SOURCE PASSAGE:
[Start of Attachment]
AT St Catherine's Hospital, Mogina is sitting up in bed. The 62-year-old has a dressing over a bullet wound above her left breast. She cries out in pain and lifts her hand to her brow as she tells me how, the day before, she was shot outside her front door. Mogina claims the bullet was fired by UN soldiers as they sped past in an armoured truck. "I didn't see them quickly enough to take cover," she says. "They seemed to be firing at anything."
In the next ward lies 14-year-old Mackenson. The boy has a dressing on his neck, and has been waiting four days for an operation to remove a bullet. Mackenson pulls the bandage to the side to show us the metal stuck inside him. He is unable to speak, but his friend tells us the boy was shot in his home, where he was seeking refuge from a gun battle raging in the street.
Mogina and Mackenson are just two innocent victims of the violence engulfing a notorious shantytown called Cité Soleil, in Port-au-Prince, the capital of Haiti. Sun City, as the French name ironically translates, is a teeming slum barely one square mile in size. It is home to nearly 400,000 people, squeezed into a pocket of land next to the sea. As the tropical sun beats down, they bake in their ramshackle huts without electricity, running water or proper sanitation. The slum has been dubbed the Calcutta of the Caribbean, and the misery for the beleaguered inhabitants is exacerbated by daily gun battles between the gangs that rule the streets and a UN peacekeeping force that stands accused of human-rights abuses.
[End of Attachment]
WHAT TO DO:
(a) Output the passage from the Cité Soleil report, starting at "AT St Catherine's" and ending at "in the street.".
(b) According to the Cité Soleil report, how long has Mackenson been waiting for an operation to remove the bullet?

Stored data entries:
[Start of Attachment]
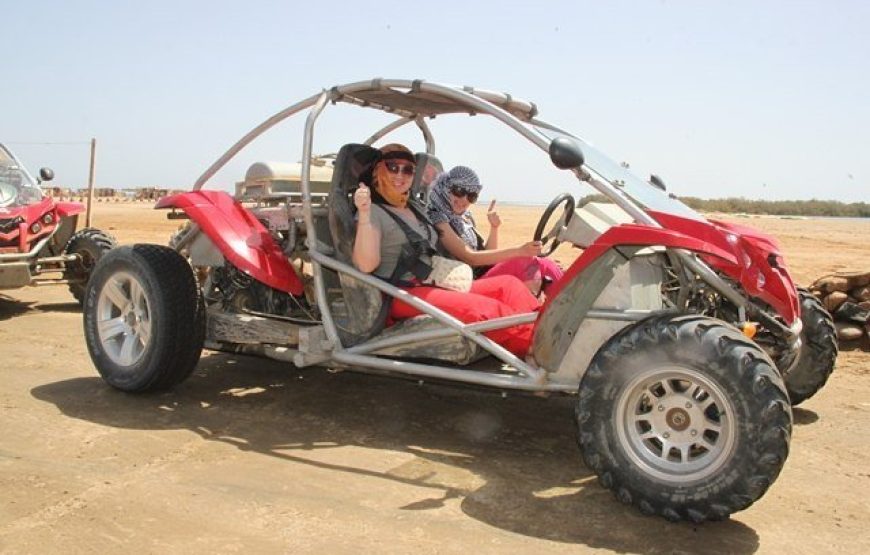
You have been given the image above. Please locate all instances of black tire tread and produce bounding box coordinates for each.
[576,314,792,523]
[783,289,839,406]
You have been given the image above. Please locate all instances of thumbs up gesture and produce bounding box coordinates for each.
[486,199,501,228]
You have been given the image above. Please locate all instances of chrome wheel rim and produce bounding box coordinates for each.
[97,272,152,366]
[616,367,738,483]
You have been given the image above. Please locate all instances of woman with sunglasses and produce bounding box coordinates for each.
[426,166,564,296]
[353,144,540,357]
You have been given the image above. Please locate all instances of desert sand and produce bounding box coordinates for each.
[0,203,870,554]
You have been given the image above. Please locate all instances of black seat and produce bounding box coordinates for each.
[329,144,380,263]
[411,152,444,206]
[319,144,386,347]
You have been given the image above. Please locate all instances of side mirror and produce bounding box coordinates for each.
[649,174,668,191]
[550,137,584,170]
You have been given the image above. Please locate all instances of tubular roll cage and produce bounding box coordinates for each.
[187,79,799,393]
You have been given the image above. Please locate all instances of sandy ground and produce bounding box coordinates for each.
[0,204,870,554]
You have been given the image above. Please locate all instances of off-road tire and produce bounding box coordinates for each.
[576,315,792,522]
[783,289,839,406]
[84,244,206,393]
[63,227,117,304]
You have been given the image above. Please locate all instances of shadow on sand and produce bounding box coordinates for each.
[32,354,759,553]
[0,294,82,321]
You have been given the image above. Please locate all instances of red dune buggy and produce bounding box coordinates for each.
[0,144,115,303]
[84,79,836,521]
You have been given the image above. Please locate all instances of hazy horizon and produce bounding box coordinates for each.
[0,0,870,204]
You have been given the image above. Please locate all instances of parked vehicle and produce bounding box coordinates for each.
[84,79,836,522]
[0,144,115,302]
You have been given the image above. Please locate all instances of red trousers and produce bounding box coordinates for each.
[390,275,540,358]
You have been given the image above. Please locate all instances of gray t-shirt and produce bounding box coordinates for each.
[371,204,438,281]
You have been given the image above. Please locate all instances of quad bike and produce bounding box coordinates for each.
[0,144,115,303]
[84,79,836,522]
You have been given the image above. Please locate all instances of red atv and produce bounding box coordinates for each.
[84,79,836,521]
[0,144,115,303]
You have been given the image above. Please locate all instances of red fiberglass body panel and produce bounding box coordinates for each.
[0,197,64,253]
[155,191,303,295]
[57,202,85,218]
[650,211,800,325]
[543,224,737,310]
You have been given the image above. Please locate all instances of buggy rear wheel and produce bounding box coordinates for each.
[783,289,838,406]
[84,245,205,392]
[577,315,791,522]
[63,228,116,304]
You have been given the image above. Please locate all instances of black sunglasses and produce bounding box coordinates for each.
[384,162,414,175]
[450,187,477,203]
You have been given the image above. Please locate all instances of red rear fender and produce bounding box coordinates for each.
[155,191,303,295]
[57,202,85,218]
[547,224,737,302]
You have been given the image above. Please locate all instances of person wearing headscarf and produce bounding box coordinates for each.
[426,166,564,295]
[352,144,540,357]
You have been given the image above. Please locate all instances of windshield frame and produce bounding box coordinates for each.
[530,119,706,221]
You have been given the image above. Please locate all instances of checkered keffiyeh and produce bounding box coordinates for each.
[426,166,483,250]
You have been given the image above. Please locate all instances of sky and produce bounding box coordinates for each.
[0,0,870,204]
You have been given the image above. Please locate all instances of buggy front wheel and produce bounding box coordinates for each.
[576,315,791,522]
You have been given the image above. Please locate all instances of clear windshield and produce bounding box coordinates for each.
[535,126,704,220]
[0,145,43,207]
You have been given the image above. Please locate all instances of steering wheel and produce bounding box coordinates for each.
[532,193,575,256]
[0,181,18,206]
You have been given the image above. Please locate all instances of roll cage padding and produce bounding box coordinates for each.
[324,144,387,347]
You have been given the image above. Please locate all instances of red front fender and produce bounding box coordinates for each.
[154,191,303,295]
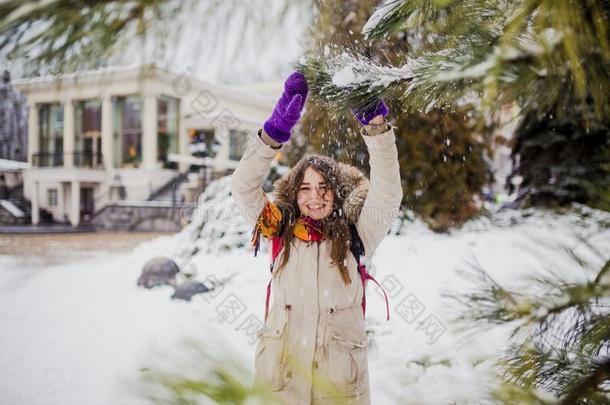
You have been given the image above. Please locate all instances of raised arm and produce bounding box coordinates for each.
[231,72,308,225]
[231,129,282,225]
[356,105,403,258]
[End of Attachment]
SOLUTION SET:
(a)
AT St Catherine's Hospital, Mogina is sitting up in bed. The 62-year-old has a dressing over a bullet wound above her left breast. She cries out in pain and lifts her hand to her brow as she tells me how, the day before, she was shot outside her front door. Mogina claims the bullet was fired by UN soldiers as they sped past in an armoured truck. "I didn't see them quickly enough to take cover," she says. "They seemed to be firing at anything."
In the next ward lies 14-year-old Mackenson. The boy has a dressing on his neck, and has been waiting four days for an operation to remove a bullet. Mackenson pulls the bandage to the side to show us the metal stuck inside him. He is unable to speak, but his friend tells us the boy was shot in his home, where he was seeking refuge from a gun battle raging in the street.

(b) Four days.